→ **YOUR INSTRUCTIONS**
Please set down, word for word, each line from the one containing "Query: jar of red vegetable stew" through the final line of the records below, both included, and nothing else.

Stored data entries:
□ □ □ □ □ □ □

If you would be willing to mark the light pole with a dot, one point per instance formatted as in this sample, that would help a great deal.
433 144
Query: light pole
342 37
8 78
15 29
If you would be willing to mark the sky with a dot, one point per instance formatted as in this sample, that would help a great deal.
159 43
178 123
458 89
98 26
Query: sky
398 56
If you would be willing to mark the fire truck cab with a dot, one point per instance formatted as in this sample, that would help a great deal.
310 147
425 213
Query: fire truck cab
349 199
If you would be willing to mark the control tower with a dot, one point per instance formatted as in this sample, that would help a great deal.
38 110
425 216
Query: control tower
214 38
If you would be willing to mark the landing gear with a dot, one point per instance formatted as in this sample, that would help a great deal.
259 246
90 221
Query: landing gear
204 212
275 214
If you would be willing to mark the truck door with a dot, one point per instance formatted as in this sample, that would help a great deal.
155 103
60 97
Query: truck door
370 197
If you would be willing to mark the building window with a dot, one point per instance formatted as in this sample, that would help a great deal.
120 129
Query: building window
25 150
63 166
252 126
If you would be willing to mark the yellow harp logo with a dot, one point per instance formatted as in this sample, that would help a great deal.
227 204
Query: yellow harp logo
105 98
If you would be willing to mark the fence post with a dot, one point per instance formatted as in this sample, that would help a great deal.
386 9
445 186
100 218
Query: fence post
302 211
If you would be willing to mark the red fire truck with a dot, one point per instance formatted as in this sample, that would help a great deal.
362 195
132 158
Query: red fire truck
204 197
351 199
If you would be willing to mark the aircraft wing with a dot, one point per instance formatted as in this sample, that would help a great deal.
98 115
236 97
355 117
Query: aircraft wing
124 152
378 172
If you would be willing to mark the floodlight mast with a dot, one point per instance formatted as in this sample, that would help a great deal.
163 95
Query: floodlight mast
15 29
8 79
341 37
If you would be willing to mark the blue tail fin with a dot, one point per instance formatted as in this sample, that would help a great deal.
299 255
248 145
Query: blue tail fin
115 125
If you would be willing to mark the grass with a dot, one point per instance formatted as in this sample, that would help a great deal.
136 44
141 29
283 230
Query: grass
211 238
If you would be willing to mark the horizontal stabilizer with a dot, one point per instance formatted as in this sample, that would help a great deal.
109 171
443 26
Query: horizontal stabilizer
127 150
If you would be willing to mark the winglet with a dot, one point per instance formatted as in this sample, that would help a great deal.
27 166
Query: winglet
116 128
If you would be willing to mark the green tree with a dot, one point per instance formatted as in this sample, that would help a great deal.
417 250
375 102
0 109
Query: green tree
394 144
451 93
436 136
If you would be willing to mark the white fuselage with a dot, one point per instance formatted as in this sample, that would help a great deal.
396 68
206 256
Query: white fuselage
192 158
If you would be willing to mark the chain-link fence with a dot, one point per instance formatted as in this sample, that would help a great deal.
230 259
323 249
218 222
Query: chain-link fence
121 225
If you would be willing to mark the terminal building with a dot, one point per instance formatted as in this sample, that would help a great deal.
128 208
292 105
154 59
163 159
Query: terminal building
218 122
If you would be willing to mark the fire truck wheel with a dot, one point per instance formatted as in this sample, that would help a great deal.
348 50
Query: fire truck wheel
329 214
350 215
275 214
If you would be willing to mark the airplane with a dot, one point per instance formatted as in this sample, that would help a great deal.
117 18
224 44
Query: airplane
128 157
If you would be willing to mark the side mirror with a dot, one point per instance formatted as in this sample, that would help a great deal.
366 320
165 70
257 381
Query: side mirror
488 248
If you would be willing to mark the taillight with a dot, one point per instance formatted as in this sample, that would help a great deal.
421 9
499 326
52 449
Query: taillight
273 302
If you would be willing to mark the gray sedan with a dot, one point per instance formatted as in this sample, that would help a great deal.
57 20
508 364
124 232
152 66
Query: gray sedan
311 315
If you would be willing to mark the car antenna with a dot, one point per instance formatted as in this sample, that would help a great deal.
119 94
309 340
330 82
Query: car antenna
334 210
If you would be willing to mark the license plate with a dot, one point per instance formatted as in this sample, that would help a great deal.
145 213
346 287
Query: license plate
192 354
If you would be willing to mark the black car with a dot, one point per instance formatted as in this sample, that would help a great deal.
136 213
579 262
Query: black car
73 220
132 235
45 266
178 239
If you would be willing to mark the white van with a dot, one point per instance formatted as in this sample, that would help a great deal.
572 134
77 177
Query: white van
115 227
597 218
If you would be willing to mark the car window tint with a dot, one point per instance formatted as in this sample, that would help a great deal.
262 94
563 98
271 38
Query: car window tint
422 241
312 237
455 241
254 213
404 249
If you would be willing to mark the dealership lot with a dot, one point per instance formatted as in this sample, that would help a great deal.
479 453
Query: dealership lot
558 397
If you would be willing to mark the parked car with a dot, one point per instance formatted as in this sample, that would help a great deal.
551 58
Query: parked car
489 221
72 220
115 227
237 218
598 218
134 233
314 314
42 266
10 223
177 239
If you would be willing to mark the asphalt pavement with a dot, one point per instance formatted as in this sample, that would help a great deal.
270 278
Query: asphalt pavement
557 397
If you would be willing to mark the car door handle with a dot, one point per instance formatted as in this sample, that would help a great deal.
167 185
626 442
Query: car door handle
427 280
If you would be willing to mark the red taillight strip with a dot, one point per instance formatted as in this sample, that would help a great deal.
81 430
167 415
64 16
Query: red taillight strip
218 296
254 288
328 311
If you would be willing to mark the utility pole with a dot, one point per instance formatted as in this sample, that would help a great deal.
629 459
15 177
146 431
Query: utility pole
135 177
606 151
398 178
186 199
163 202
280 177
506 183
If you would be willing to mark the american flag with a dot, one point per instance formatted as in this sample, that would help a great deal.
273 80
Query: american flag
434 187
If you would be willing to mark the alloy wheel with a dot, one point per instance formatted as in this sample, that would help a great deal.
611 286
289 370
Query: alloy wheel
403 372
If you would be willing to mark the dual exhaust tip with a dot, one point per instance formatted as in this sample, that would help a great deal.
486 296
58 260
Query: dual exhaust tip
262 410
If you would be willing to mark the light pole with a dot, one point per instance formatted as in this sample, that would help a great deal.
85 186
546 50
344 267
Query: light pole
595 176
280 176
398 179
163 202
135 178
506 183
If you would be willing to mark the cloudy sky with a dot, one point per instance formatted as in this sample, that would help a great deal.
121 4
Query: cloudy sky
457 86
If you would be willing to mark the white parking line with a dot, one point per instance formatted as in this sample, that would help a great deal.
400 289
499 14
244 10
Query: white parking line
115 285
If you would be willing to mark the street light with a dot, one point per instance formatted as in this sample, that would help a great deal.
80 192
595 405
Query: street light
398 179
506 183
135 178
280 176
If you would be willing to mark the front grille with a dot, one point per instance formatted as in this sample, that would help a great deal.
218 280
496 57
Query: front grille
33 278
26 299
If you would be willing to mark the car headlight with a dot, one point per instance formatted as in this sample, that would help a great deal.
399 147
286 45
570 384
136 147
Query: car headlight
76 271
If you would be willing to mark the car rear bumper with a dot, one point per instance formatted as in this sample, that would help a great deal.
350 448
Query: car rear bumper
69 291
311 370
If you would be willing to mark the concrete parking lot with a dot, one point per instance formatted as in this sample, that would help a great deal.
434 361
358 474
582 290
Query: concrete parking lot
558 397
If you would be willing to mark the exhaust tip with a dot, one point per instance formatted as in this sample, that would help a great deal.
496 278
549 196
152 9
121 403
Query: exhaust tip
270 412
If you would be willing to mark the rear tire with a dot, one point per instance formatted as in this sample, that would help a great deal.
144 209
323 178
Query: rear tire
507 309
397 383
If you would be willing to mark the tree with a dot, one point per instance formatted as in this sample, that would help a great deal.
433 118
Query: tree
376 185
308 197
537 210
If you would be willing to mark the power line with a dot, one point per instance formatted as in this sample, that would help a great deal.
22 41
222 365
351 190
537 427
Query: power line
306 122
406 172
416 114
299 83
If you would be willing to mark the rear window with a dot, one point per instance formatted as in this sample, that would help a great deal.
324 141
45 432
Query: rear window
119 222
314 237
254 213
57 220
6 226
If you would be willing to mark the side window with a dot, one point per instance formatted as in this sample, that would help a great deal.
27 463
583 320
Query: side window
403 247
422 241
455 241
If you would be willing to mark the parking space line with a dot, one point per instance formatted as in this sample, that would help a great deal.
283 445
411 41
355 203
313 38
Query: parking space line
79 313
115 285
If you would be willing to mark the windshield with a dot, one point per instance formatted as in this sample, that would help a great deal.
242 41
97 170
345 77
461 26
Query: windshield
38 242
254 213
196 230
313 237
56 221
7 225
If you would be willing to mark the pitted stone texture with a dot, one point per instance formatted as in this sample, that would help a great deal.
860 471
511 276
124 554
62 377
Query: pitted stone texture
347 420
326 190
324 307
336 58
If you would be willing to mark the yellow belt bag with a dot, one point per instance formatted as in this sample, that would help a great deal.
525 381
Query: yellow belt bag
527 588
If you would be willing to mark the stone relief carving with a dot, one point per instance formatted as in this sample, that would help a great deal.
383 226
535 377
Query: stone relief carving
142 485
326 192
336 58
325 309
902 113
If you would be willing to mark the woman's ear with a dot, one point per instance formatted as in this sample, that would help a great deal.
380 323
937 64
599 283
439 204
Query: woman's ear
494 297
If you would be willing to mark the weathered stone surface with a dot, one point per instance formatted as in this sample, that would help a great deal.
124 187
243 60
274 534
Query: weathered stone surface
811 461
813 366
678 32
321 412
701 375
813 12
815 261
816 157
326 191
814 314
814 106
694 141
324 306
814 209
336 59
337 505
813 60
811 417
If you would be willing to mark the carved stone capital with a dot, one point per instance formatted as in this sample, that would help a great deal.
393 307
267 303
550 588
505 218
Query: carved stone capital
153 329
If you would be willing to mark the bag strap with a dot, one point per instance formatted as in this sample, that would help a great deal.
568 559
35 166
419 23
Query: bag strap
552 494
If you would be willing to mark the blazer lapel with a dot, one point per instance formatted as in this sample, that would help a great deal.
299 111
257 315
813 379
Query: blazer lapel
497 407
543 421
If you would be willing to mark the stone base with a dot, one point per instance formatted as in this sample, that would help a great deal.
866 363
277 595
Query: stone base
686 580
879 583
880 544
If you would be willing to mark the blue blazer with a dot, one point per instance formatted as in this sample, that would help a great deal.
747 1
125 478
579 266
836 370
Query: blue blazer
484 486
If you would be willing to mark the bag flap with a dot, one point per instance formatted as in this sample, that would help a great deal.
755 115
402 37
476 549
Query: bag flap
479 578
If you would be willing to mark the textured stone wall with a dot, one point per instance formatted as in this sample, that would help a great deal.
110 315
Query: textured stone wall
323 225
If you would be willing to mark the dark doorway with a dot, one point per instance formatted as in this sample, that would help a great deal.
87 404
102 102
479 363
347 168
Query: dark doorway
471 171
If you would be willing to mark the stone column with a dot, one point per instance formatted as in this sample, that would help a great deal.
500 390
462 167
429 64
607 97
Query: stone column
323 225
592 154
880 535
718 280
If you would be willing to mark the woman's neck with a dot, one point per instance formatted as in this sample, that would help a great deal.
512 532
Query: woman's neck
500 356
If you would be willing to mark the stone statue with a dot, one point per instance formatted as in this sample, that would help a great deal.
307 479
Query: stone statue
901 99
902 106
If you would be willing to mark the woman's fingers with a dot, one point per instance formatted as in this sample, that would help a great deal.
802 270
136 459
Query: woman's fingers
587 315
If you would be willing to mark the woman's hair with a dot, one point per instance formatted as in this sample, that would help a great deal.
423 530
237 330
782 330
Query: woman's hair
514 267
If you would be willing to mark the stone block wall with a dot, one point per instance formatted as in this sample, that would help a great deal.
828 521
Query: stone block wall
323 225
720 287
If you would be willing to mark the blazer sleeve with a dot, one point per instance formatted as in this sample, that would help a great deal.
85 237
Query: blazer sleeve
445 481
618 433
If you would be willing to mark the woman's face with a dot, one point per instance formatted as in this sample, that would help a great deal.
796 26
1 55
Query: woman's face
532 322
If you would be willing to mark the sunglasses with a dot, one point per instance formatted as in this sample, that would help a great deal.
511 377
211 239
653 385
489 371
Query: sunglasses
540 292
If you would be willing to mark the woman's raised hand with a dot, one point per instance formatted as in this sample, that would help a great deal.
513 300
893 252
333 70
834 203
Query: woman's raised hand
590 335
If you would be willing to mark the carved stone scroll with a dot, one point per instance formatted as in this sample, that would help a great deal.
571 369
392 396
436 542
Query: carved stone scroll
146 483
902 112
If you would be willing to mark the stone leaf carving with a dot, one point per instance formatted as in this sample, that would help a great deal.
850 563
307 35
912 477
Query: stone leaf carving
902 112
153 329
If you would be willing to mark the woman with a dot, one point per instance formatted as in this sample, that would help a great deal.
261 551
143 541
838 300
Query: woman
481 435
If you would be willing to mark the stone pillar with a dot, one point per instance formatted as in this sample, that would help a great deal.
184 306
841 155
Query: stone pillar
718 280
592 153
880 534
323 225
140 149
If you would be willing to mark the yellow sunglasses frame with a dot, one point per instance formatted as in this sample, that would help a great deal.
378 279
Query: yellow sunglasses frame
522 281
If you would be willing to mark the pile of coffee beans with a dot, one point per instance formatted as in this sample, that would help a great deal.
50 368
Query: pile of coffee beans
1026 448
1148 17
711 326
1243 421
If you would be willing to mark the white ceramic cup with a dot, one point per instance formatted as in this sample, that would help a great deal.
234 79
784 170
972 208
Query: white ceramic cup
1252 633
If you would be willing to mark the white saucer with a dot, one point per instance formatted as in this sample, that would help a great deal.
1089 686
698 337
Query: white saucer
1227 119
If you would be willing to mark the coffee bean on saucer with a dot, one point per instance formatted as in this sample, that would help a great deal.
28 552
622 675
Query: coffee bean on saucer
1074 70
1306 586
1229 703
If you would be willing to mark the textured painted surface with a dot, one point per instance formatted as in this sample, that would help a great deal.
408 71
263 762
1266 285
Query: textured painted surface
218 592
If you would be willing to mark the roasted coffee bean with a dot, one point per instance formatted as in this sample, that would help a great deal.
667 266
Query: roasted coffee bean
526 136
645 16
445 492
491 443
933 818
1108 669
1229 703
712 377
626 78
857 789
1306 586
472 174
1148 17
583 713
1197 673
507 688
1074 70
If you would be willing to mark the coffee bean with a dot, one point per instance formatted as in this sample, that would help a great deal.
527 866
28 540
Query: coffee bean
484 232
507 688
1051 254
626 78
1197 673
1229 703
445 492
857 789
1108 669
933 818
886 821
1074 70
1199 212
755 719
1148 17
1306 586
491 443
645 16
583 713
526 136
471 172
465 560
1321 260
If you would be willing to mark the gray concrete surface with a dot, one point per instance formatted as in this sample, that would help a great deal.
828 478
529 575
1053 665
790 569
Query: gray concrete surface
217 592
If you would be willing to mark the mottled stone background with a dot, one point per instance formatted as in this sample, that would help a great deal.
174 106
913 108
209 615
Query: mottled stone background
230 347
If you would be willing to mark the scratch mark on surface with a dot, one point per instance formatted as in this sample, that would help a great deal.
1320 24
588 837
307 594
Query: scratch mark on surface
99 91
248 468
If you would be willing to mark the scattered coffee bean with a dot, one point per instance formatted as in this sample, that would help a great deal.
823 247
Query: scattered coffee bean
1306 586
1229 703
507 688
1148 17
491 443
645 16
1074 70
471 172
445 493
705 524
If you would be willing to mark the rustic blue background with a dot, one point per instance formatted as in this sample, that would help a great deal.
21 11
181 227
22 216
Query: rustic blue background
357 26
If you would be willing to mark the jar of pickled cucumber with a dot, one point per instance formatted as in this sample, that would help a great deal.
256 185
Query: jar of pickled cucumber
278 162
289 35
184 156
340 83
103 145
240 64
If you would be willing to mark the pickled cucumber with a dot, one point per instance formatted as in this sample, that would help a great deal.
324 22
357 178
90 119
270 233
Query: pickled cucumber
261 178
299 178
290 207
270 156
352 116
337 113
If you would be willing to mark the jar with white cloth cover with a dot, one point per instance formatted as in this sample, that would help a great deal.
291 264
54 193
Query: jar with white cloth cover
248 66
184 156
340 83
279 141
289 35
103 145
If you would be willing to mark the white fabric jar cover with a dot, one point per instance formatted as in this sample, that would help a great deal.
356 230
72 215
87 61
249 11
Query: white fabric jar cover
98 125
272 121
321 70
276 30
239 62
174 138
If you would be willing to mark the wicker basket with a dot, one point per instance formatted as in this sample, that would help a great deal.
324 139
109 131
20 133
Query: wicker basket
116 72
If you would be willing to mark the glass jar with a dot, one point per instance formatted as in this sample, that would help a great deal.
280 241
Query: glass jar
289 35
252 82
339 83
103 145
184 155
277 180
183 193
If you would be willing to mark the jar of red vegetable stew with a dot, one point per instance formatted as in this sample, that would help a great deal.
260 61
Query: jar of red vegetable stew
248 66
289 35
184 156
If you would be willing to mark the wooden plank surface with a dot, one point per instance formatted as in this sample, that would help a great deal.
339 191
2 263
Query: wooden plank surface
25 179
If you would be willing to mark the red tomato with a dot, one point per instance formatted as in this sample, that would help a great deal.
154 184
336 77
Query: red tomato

□ □ □ □ □ □ □

→ **RESPONSE**
Query: jar of red vegetable stew
248 66
289 35
184 156
If you would be willing to mark the wooden plank surface with a dot, one point per instance formatted as in this sample, that would help a great deal.
339 191
2 263
Query: wooden plank surface
25 179
If you would be willing to mark the red tomato with a dot, one point per instance formatted as in this sample, that would help a great deal.
154 184
336 77
Query: red tomato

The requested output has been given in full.